### Supplied material
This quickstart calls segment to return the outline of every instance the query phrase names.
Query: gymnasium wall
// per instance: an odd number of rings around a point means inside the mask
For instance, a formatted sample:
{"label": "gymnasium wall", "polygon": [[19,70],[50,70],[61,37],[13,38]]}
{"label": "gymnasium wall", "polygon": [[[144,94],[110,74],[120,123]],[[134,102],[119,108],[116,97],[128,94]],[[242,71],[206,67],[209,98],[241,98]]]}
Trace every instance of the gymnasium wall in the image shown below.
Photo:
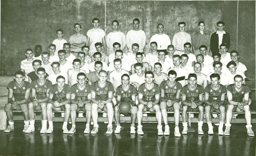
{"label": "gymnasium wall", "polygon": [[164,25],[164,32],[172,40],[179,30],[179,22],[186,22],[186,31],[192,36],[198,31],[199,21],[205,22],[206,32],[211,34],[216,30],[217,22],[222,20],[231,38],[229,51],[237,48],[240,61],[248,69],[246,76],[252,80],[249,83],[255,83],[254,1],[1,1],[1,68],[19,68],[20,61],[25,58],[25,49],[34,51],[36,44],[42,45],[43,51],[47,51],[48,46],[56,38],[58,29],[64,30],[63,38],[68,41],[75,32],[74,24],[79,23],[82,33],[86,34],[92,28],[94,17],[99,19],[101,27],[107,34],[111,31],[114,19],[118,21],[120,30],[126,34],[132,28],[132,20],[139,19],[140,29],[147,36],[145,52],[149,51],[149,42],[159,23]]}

* * *

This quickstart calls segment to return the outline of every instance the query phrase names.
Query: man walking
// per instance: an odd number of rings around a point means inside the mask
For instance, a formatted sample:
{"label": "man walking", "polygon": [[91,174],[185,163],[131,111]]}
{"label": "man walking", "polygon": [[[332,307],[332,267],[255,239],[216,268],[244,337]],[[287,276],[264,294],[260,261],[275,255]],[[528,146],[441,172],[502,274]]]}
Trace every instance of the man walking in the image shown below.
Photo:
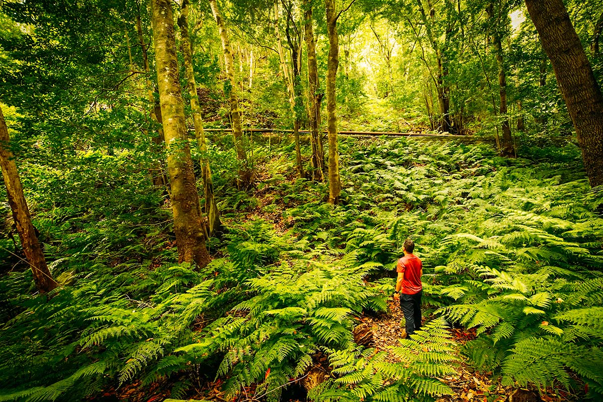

### What is expected
Select each line in the material above that contains the string "below". Case counts.

### Result of the task
Trace every instance of the gymnasium wall in the image shown below.
Trace every instance of the man walking in the image shown below.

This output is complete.